GOAL OF THE EXERCISE — The records beneath should be printed exactly, and the pictures are to be left out.

EXTRACTED INFORMATION —

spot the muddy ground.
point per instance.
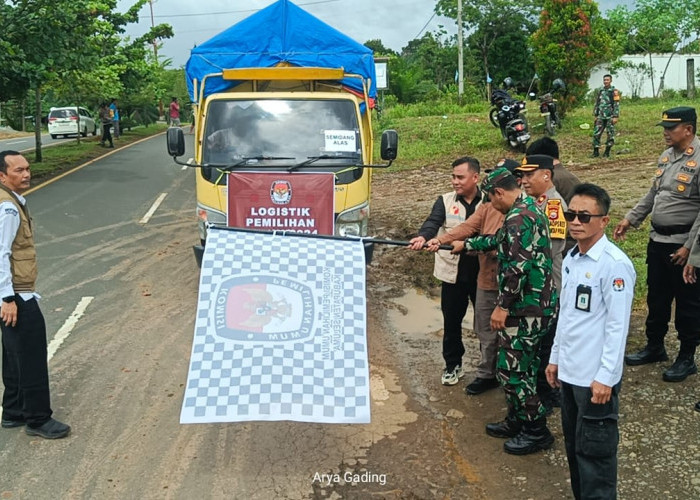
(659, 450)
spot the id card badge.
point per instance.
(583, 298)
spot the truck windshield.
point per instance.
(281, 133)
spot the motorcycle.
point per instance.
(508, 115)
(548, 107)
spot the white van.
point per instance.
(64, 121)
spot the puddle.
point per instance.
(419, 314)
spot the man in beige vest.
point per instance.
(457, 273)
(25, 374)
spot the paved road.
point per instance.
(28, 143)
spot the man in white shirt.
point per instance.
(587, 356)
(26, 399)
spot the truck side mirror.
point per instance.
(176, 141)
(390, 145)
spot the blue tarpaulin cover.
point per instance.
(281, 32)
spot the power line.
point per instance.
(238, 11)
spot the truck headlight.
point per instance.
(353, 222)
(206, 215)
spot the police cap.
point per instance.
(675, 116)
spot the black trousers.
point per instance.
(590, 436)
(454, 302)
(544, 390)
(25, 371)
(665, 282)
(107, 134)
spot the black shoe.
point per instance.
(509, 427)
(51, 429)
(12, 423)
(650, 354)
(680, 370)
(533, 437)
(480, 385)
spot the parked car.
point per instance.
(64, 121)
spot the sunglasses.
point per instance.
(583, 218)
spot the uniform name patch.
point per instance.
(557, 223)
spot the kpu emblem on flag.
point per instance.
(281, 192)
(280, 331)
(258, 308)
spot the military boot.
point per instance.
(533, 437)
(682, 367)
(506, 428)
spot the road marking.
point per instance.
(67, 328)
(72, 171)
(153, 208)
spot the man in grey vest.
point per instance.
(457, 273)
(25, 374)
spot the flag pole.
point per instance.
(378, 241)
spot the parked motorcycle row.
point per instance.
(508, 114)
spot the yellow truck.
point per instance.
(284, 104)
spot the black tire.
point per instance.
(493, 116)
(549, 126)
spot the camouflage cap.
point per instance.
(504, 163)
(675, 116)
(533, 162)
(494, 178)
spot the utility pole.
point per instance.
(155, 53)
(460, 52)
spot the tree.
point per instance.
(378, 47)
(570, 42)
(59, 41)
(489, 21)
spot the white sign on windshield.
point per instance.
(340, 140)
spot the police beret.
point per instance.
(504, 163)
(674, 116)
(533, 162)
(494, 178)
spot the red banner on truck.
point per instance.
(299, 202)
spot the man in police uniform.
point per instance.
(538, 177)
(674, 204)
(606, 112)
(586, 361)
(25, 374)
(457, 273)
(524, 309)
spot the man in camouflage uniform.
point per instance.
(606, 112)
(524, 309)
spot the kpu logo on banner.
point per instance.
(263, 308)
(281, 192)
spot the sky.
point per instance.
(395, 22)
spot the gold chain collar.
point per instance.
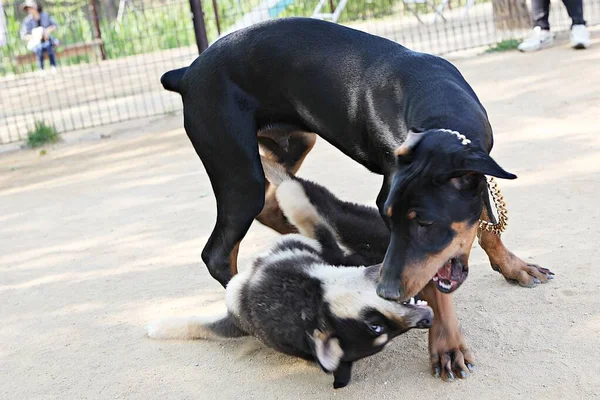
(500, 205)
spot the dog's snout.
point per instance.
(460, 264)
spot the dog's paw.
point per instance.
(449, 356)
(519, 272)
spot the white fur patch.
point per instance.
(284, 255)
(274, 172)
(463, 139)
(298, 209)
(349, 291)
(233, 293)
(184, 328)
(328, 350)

THE COMPLETED TASK —
spot the muddy ground.
point per instance.
(659, 450)
spot the id card badge.
point per instance.
(583, 298)
spot the truck windshield.
point per instance.
(281, 133)
spot the motorcycle.
point per instance.
(508, 115)
(548, 107)
spot the white van.
point per instance.
(64, 121)
spot the puddle.
point per instance.
(419, 314)
spot the man in beige vest.
point per instance.
(457, 273)
(25, 374)
spot the paved road.
point per instance.
(28, 143)
spot the man in white shirt.
point per instance.
(587, 356)
(26, 399)
spot the truck side mirror.
point per instance.
(176, 141)
(390, 145)
spot the blue tarpaulin cover.
point per instance.
(281, 32)
spot the power line.
point per instance.
(238, 11)
spot the truck headlight.
point per instance.
(353, 222)
(206, 215)
spot the police cap.
point per instance.
(675, 116)
spot the black trousers.
point per instance.
(590, 436)
(454, 302)
(544, 390)
(25, 371)
(665, 282)
(107, 134)
spot the black shoe.
point per instance.
(509, 427)
(51, 429)
(12, 423)
(650, 354)
(680, 370)
(533, 437)
(480, 385)
spot the parked car.
point per instance.
(64, 121)
spot the sunglasses.
point per instance.
(583, 218)
spot the uniform name patch.
point per instance.
(557, 223)
spot the kpu emblem on flag.
point per instance.
(281, 192)
(280, 331)
(258, 308)
spot the military boot.
point per instance.
(533, 437)
(682, 367)
(506, 428)
spot the road marking.
point per instance.
(67, 328)
(72, 171)
(153, 208)
spot the man in grey vest.
point per instance.
(457, 273)
(25, 374)
spot the flag pole.
point per instance.
(378, 241)
spot the parked motorcycle row.
point per instance.
(508, 114)
spot the yellow truck.
point per instance.
(284, 104)
spot the black tire.
point per instance.
(493, 116)
(549, 126)
spot the camouflage cap.
point per instance.
(504, 163)
(675, 116)
(533, 162)
(494, 178)
spot the utility pole.
point per instance.
(155, 53)
(460, 52)
spot the tree.
point per instance.
(378, 47)
(570, 42)
(59, 41)
(489, 21)
spot the white sign on windshield.
point per instance.
(340, 140)
spot the police beret.
point per instance.
(504, 163)
(674, 116)
(533, 162)
(494, 178)
spot the red banner on truck.
point per instance.
(299, 202)
spot the man in police uniform.
point per instance.
(538, 177)
(674, 204)
(606, 112)
(586, 361)
(25, 374)
(457, 273)
(524, 309)
spot the man in camouflage uniform.
point per instance.
(606, 112)
(524, 309)
spot the kpu logo on banner.
point per instance.
(263, 308)
(281, 192)
spot the sky.
point per instance.
(395, 22)
spot the gold chain collar.
point per instance.
(500, 205)
spot the dog's snout.
point per instance.
(460, 264)
spot the dog's paw.
point per instance.
(449, 356)
(519, 272)
spot the white fur patch.
point per instance.
(284, 255)
(274, 172)
(463, 139)
(298, 209)
(349, 291)
(233, 293)
(184, 328)
(328, 350)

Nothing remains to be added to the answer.